PROBLEM A = In the news excerpt, what are the names of the two principals of Choice Advisors LLC?
PROBLEM B = From the news excerpt, return the passage from "SEC SUES MUNI" up to and including "2008 financial crisis.", copied word for word.

SELECTED EXCERPT =
○ ○ ○ ○ ○

SEC SUES MUNI ADVISERS IN FIRST CASE OVER BANK FEE SPLITTING — Bloomberg’s Martin Z. Braun: “A firm that advises charter schools on bond issues was sued by the Securities and Exchange Commission for allegedly making an undisclosed fee-splitting agreement with an underwriter, in what the agency said was its first case of enforcing code-of-conduct rules ushered in after the 2008 financial crisis.

“Choice Advisors LLC and its two principals, Matthias O’Meara and Paula Permenter, failed to disclose to their clients the conflicts of interest associated with ‘the illicit arrangement or their relationship’ with an investment bank where they previously worked, the SEC said in a statement. Fee-splitting arrangements are prohibited in any bond deal where the municipal adviser provides advice to clients of the underwriter.”

U.S. AND EUROPEAN ECONOMIES SLOWED BY DELTA VARIANT — WSJ’s Jason Douglas and Amara Omeokwe: “The U.S. and European economies slowed in September as supply-chain bottlenecks and worries over the Delta variant weighed on businesses, adding to signs the global economy is experiencing a soft patch amid an uneven recovery, purchasing managers’ surveys showed.

“Manufacturing and services businesses in both the U.S. and Eurozone reported slower growth in activity this month, although the pullback was more pronounced in Europe.”

○ ○ ○ ○ ○

RECORDED INFORMATION =
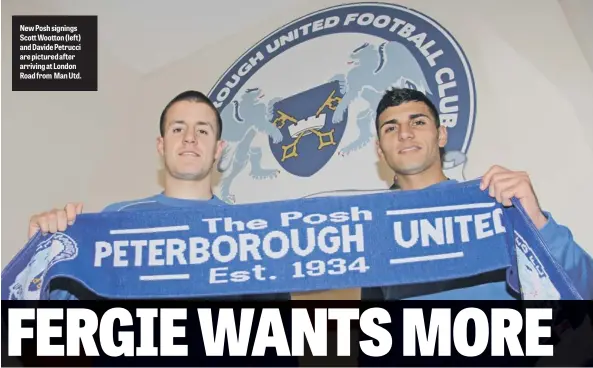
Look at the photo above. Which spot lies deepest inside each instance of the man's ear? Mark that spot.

○ ○ ○ ○ ○

WRITTEN SOLUTION A = Matthias O'Meara and Paula Permenter.

WRITTEN SOLUTION B =
SEC SUES MUNI ADVISERS IN FIRST CASE OVER BANK FEE SPLITTING — Bloomberg’s Martin Z. Braun: “A firm that advises charter schools on bond issues was sued by the Securities and Exchange Commission for allegedly making an undisclosed fee-splitting agreement with an underwriter, in what the agency said was its first case of enforcing code-of-conduct rules ushered in after the 2008 financial crisis.